= To be done =
Rewrite everything from the line containing "Reviewer note: every instance of the distant" down to the line containing "pixel 809 593", changing each "Reviewer note" to "Annotator note" and keeping all else the same.

= Extracted data entries =
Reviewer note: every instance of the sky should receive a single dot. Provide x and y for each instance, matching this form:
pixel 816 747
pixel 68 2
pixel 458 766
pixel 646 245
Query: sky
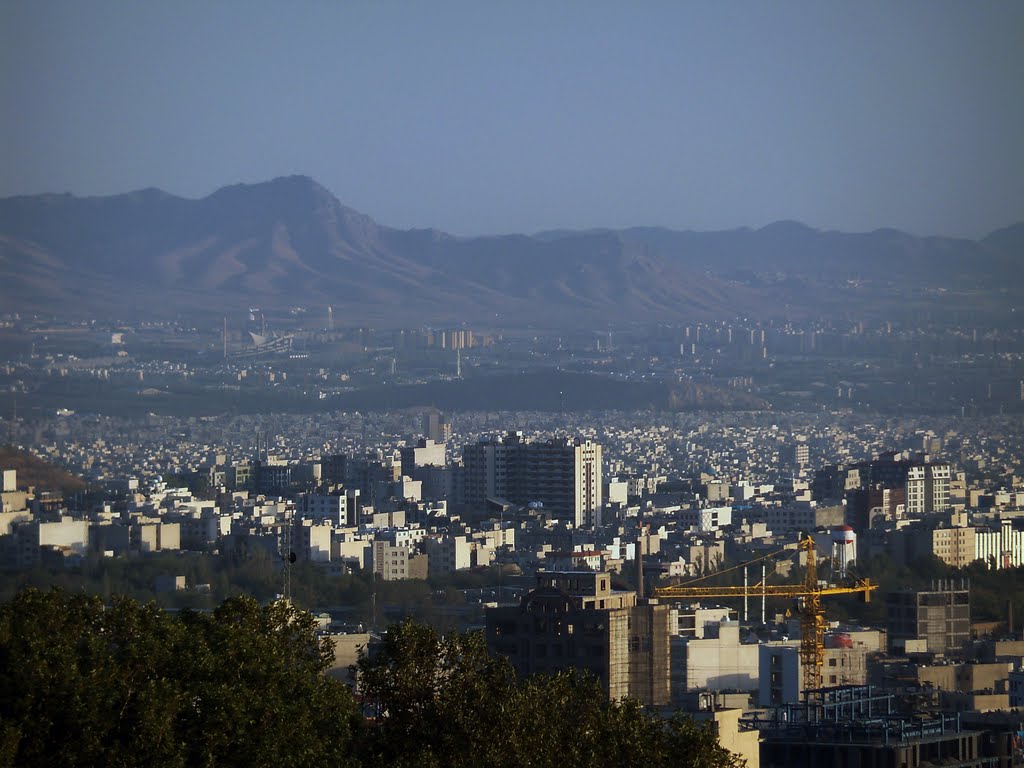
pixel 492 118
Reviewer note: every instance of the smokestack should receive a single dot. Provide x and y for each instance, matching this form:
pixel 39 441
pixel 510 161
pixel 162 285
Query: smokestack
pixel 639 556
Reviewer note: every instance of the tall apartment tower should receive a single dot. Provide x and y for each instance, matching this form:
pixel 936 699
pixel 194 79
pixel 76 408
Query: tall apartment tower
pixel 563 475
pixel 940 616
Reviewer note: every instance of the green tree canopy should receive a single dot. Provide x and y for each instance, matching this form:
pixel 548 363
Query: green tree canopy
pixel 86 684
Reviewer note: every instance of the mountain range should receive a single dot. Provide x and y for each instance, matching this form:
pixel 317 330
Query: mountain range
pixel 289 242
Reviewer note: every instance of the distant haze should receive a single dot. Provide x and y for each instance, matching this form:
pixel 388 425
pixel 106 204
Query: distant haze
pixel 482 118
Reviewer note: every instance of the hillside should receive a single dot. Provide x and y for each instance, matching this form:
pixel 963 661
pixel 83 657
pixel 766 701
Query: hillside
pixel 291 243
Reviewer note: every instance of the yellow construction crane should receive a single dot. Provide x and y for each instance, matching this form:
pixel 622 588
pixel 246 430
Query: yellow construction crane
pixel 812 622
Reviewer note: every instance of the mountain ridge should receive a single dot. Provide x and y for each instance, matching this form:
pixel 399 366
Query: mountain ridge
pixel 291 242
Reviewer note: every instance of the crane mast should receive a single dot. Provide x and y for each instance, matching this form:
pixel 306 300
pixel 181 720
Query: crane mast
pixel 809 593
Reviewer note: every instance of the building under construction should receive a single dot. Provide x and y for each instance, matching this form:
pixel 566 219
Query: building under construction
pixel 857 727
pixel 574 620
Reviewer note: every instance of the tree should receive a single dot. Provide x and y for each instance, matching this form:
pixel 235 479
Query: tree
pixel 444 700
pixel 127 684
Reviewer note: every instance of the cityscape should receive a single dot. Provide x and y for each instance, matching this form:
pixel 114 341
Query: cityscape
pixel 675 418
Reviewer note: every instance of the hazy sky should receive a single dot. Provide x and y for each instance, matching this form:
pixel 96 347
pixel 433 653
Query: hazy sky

==

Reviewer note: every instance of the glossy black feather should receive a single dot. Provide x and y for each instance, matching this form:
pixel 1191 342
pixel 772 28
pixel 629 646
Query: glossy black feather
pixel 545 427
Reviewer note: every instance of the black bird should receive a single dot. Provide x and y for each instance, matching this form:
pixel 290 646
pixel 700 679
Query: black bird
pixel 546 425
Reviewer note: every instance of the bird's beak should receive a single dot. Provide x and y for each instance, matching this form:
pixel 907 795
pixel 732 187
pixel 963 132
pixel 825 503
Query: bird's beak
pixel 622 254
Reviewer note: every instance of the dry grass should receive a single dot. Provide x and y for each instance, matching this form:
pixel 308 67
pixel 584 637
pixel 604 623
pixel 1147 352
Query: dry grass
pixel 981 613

= In response =
Annotator note: every instance of the distant haze should receive a single dot. Provide x and y for each instance, matching this form:
pixel 388 425
pixel 106 204
Query: distant haze
pixel 482 118
Annotator note: every instance of the hillside should receive a single dot. Provide x and y for each instance, matching this form:
pixel 963 661
pixel 83 657
pixel 766 701
Query: hillside
pixel 291 243
Annotator note: every instance of the yellow construction crane should receive a single dot. Provide x and y for each instance, matching this form:
pixel 622 588
pixel 246 430
Query: yellow construction crane
pixel 812 622
Annotator note: every instance of the mountain ridge should receive a single dot. Provide x and y for each instance, matching this form:
pixel 399 366
Query: mountain ridge
pixel 291 242
Annotator note: every instance of the crane mast should receive a single dot. Provide x and y for each instance, matching this form:
pixel 306 300
pixel 181 720
Query: crane mast
pixel 809 593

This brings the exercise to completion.